Saved data entries
►

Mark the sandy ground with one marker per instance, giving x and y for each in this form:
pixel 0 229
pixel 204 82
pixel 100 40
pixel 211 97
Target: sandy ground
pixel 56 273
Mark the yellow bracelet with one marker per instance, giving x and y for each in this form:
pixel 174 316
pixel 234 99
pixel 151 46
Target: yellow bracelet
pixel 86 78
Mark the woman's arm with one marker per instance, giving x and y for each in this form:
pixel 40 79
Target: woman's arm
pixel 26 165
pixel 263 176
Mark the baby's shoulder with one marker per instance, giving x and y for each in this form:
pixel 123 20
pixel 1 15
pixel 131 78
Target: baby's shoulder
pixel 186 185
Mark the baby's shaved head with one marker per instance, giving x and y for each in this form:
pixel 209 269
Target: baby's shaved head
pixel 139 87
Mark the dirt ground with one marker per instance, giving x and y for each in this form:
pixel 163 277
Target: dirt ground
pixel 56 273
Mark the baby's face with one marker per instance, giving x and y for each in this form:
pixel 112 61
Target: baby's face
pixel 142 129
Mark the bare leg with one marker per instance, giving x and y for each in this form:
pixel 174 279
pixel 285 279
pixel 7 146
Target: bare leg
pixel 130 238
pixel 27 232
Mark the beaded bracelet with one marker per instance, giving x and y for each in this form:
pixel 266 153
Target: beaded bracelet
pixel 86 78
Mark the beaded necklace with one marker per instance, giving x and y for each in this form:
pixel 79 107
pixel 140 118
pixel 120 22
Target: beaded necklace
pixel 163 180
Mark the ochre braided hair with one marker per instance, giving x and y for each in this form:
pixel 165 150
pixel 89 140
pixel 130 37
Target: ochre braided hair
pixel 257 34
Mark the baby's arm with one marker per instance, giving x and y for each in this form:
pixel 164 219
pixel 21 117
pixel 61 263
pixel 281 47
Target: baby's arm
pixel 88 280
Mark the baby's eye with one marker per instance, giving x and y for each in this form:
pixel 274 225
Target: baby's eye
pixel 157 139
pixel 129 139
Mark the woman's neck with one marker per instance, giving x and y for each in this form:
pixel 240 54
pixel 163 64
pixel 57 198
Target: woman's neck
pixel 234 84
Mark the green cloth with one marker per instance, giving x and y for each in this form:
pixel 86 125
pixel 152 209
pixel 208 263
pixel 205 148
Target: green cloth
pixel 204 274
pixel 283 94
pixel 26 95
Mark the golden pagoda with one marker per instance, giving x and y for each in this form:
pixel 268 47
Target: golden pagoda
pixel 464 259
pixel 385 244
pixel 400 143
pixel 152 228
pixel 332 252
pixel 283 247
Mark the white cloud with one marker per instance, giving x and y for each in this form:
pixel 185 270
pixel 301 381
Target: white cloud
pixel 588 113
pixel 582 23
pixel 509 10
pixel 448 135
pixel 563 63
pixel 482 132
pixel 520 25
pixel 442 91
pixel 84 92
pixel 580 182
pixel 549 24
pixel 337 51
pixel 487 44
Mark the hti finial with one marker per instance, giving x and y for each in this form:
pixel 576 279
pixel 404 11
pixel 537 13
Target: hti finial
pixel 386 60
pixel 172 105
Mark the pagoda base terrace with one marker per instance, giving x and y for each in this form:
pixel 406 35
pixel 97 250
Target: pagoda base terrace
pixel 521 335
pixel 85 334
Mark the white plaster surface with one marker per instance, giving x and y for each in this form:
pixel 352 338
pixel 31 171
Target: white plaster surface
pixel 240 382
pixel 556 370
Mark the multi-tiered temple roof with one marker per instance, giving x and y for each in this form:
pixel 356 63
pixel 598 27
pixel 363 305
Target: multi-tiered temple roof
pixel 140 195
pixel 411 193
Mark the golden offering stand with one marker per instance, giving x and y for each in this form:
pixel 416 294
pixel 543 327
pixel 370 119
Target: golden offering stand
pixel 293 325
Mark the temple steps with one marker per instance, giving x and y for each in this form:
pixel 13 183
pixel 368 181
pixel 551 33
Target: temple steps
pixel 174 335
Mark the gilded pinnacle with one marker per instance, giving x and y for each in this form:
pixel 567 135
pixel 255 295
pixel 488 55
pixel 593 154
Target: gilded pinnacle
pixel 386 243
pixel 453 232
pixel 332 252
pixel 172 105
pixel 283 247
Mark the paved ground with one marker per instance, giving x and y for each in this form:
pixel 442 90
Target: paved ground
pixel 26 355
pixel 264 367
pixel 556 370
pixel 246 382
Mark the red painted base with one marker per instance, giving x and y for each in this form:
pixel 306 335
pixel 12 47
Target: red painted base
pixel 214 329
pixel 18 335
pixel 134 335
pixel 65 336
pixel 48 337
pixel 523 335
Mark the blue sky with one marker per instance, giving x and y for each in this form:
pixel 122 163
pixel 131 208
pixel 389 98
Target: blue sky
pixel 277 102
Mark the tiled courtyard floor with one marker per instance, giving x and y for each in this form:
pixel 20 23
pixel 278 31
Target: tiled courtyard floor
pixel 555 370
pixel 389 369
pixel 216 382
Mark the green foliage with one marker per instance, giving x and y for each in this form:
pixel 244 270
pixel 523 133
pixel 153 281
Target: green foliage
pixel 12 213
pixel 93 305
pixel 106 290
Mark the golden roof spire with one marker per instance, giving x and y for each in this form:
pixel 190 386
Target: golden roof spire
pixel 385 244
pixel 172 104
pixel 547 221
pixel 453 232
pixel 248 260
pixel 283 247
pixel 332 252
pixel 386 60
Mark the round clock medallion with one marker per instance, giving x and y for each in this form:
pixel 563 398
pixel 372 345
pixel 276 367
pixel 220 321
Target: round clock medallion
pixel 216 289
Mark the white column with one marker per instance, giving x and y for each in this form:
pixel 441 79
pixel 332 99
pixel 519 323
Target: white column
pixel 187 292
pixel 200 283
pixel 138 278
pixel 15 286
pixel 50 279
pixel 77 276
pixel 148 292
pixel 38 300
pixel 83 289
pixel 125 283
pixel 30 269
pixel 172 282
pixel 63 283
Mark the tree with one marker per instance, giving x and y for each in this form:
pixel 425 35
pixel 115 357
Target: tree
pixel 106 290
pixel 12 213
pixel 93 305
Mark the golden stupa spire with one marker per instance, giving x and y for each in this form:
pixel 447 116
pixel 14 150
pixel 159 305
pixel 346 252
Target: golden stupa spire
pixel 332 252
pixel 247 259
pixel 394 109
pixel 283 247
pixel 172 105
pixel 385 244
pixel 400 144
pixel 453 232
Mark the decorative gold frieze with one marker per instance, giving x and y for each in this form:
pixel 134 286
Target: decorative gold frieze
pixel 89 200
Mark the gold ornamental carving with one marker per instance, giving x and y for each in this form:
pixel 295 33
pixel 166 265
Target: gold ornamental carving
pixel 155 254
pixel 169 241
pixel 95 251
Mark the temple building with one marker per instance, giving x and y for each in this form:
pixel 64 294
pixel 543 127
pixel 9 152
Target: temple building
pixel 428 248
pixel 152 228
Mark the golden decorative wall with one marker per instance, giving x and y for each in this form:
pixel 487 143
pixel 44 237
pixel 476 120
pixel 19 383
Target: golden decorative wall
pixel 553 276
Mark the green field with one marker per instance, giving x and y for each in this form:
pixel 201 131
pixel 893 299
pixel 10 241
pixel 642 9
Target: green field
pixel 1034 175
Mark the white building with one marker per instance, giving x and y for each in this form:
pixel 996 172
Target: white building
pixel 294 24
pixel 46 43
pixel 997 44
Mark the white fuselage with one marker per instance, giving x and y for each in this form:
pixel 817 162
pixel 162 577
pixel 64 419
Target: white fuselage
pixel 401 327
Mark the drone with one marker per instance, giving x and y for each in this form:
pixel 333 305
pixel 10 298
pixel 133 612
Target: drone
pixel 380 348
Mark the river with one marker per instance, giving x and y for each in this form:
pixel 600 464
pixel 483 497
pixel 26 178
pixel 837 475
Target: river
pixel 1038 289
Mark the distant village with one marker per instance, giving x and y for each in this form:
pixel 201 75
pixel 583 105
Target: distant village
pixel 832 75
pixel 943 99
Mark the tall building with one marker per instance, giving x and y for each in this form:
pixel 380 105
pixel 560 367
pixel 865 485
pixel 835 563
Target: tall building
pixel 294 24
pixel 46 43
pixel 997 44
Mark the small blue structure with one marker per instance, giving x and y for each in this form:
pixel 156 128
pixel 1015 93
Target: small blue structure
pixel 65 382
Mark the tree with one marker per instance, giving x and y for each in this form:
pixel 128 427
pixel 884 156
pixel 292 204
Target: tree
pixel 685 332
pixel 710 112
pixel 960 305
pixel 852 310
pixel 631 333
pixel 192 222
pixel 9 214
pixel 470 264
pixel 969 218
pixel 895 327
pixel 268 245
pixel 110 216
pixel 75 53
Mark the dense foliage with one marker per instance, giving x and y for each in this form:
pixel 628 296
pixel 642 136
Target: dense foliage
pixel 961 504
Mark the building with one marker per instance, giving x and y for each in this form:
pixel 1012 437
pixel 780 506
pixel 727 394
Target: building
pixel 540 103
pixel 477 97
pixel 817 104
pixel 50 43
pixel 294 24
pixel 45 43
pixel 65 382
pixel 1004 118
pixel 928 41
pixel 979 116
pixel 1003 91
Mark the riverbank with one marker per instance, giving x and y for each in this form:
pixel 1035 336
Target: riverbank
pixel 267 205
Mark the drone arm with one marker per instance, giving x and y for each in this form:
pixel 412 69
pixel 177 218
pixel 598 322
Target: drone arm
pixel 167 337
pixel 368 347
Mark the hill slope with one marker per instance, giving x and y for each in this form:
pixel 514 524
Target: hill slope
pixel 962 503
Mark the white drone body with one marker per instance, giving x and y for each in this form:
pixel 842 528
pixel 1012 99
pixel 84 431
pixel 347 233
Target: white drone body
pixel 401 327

◄

*Task instructions*
Look above for the line with "pixel 1012 437"; retype exactly that line, every line after it up to the line with "Mark the riverbank", and that line too, nothing else.

*Output for this exercise*
pixel 1012 437
pixel 780 506
pixel 727 394
Target: building
pixel 540 103
pixel 477 97
pixel 817 104
pixel 50 43
pixel 294 24
pixel 45 43
pixel 65 382
pixel 1004 118
pixel 928 41
pixel 979 116
pixel 1003 91
Mark the riverbank with one marker per instance, giving x and y for each in this form:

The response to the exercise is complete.